**Given instruction:**
Transcribe the passage of the Foster's lager review below, beginning at the words "Foster's bottle" and stopping after "what it was.".

UNTIL now, there’s been a Foster’s shaped hole in my blog. Last summer, I endured most of the bigname lagers. And, to the chagrin of dozens of angry commenters, I slammed them all. Foster’s escaped until now, because it took until now to find it in bottled form. Not easy, when most shops sell cans.

Some of you get all huffy when I turn my attention to a lager. So, allow me explain something. If I think your favourite big-name lager is awful, then it probably is. That’s my opinion. It doesn’t mean I despise all lagers. Perła Chmielowa Premium Pils and Leżajsk Beer were lagers, and they were both excellent. What it means is that you could do so much better when you’re next in the off-license or supermarket.

So, what will Foster’s be like? With hopes this low, all it needs to be is adequate to exceed expectations. If you’ve never seen what Foster’s looks like in a bottle instead of a can, here it is.

Foster's bottle

Funny looking little thing, isn’t it? It’s nearly half neck. Look closely and you’ll spot the Foster’s “F” embossed around the shoulder.

Foster's neck label

Yes, it has a neck label. The message is simple. There’s a big Foster’s “F” logo. And the slogan “The Amber Nectar”. When you have branding this good, you don’t need much else.

It’s a similar story with the front label.

Foster's front label

It conveys less information than any other bottle of beer I’ve seen. Even foreign language beers convey more than this. You’ll learn more from a copy of The Star than you will here. But then, do they need to say anything? With a name this well known, they could have stuck on a photocopied address label with the “F” logo, and we’d all immediately recognised what it was.

Fortunately, the back label makes of for the lack of information elsewhere. And they appear to have squished it into a label nearly the size of a Post-It® note.

Foster's back label

On it, we learn that Foster’s is “Australia’s famous award winning quality lager”. Award winning? From whom? When? Was it for their marketing by any chance? Whatever the case, we learn that it’s “enjoyed in over 150 countries”.

**Object location annotation data:**
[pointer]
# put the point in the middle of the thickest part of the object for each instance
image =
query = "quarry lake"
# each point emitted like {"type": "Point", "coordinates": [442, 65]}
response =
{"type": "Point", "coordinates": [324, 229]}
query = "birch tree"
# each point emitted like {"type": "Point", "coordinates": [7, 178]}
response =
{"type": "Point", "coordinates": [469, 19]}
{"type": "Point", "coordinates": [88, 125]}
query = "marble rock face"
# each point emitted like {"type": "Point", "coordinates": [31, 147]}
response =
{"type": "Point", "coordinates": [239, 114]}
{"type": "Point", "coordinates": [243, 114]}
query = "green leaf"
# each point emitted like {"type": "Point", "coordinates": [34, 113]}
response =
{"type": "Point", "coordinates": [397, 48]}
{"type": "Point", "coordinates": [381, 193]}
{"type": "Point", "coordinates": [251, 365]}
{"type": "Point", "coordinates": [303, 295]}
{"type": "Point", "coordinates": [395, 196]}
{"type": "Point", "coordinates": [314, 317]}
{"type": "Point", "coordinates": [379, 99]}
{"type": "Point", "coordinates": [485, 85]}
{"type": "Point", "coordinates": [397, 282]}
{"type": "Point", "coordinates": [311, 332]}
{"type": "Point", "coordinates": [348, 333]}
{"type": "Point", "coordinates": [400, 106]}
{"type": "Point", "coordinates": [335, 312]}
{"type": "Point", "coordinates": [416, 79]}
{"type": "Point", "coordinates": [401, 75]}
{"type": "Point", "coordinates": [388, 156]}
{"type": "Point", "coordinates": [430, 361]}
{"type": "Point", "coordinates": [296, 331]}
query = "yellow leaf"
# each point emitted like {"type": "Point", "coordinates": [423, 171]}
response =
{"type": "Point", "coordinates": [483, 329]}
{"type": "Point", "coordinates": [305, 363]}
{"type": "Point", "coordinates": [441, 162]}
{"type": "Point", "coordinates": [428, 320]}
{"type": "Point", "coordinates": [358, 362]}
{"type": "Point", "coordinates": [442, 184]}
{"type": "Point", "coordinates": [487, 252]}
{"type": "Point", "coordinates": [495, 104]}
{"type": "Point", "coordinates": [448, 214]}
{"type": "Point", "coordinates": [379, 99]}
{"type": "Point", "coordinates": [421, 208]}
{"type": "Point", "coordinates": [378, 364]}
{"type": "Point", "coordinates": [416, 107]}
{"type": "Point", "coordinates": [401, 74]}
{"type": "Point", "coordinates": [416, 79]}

**Expected answer:**
Foster's bottle

Funny looking little thing, isn’t it? It’s nearly half neck. Look closely and you’ll spot the Foster’s “F” embossed around the shoulder.

Foster's neck label

Yes, it has a neck label. The message is simple. There’s a big Foster’s “F” logo. And the slogan “The Amber Nectar”. When you have branding this good, you don’t need much else.

It’s a similar story with the front label.

Foster's front label

It conveys less information than any other bottle of beer I’ve seen. Even foreign language beers convey more than this. You’ll learn more from a copy of The Star than you will here. But then, do they need to say anything? With a name this well known, they could have stuck on a photocopied address label with the “F” logo, and we’d all immediately recognised what it was.